WORK INSTRUCTIONS:
Copy out the records verbatim from the line containing "Q: For each instance of the mountain slope" through the line containing "x=594, y=334", including both of those lines.

RAW RECORDS:
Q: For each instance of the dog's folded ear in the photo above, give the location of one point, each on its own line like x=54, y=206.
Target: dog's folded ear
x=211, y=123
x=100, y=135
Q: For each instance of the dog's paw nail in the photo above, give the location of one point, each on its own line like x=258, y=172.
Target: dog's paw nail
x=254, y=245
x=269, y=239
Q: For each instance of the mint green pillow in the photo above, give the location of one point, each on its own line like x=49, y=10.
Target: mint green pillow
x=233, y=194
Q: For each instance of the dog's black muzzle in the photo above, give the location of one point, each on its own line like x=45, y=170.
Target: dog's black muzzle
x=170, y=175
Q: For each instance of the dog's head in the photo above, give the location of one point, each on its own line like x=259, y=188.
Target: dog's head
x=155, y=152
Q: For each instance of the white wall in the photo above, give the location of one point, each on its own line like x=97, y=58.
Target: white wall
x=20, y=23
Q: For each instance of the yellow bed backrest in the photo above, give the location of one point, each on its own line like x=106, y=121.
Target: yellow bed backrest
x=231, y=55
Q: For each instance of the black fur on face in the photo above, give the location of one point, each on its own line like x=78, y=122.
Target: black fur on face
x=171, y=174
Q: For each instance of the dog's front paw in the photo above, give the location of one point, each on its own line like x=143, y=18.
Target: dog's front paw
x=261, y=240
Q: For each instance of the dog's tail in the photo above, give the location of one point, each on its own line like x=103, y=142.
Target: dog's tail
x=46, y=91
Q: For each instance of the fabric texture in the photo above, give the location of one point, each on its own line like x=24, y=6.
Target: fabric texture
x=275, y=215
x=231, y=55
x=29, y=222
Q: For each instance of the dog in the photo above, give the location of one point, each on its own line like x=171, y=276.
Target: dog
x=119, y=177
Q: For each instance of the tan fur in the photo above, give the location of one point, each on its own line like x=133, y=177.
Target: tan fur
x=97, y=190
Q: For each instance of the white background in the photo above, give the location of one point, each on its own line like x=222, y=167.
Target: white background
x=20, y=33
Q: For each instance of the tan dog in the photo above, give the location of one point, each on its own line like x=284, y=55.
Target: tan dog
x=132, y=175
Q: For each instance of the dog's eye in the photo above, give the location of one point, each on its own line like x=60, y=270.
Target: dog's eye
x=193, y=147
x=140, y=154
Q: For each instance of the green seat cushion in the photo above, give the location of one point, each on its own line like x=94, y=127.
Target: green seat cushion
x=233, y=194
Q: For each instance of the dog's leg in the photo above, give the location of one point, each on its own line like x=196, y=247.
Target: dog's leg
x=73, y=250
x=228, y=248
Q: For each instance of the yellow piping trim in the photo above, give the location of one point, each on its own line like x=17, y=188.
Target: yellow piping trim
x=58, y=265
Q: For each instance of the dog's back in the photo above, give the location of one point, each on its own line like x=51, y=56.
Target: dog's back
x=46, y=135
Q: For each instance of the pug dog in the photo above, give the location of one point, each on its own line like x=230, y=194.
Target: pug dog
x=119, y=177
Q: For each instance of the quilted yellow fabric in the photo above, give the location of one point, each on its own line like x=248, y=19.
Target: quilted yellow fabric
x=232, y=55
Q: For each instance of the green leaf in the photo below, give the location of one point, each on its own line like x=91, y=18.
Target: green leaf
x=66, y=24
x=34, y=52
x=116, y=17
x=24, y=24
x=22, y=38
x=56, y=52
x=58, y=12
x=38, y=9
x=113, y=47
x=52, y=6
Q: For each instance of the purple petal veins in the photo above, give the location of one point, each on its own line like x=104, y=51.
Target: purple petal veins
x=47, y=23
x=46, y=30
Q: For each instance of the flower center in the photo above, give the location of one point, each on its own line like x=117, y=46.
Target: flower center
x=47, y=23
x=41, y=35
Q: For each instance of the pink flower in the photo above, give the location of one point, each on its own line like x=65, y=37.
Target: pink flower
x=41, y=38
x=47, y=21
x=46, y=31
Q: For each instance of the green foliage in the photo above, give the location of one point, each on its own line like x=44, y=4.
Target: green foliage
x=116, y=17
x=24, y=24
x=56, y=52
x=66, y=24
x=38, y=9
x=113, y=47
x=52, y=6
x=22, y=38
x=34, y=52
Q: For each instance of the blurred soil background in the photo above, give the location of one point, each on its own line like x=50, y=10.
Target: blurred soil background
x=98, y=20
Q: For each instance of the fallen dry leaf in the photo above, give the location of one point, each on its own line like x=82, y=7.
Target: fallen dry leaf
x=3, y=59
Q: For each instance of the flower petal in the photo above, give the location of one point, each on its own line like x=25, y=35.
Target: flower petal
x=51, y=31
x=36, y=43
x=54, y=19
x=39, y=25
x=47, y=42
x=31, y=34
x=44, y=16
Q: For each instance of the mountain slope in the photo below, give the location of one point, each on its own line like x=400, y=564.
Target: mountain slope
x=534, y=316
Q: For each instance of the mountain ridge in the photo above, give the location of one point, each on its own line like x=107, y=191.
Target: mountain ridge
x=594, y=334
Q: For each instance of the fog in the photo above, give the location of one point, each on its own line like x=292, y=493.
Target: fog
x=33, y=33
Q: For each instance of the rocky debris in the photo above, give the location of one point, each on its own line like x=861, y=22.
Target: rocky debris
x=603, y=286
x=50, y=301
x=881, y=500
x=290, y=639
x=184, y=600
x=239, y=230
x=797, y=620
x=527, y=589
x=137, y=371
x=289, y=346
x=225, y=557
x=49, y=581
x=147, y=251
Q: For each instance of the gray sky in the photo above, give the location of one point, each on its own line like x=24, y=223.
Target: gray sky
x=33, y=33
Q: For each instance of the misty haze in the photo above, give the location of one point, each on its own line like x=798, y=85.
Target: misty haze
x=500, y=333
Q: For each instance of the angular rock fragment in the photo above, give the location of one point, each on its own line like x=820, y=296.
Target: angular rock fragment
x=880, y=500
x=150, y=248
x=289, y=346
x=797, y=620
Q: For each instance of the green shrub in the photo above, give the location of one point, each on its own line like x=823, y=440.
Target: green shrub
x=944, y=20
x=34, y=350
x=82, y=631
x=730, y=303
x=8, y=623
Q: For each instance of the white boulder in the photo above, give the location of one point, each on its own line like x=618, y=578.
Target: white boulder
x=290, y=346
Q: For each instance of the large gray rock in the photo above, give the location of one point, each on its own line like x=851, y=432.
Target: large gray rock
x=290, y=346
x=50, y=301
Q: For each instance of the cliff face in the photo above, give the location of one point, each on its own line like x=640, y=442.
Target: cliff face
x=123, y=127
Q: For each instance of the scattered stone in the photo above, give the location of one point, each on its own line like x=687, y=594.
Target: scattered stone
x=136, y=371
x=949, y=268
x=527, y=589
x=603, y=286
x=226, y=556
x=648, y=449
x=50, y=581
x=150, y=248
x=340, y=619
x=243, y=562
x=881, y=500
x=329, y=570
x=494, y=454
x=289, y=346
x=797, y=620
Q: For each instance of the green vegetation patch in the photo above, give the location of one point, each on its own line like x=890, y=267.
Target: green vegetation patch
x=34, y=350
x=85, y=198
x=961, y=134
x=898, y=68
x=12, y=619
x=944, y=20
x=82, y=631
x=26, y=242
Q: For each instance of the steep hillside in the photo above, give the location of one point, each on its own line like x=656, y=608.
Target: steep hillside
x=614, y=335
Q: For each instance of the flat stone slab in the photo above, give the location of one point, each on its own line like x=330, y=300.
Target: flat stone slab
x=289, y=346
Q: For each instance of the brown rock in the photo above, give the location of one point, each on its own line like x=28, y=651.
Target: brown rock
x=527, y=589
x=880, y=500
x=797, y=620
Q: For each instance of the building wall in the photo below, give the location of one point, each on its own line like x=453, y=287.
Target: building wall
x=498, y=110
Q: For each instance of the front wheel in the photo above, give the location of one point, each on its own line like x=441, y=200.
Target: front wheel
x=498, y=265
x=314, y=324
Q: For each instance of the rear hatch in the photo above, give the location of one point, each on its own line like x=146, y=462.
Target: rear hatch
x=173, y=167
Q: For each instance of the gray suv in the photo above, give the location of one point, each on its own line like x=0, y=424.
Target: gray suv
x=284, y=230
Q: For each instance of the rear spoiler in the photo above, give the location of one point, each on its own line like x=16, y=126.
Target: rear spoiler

EXERCISE ANSWER:
Q: For each instance of the mountain slope in the photo below, give the location of one point, each on its own line like x=400, y=564.
Target: mountain slope
x=534, y=316
Q: For each instance of the mountain ridge in the photo above, give the location of one point, each on its own line like x=107, y=191.
Target: mountain ridge
x=594, y=334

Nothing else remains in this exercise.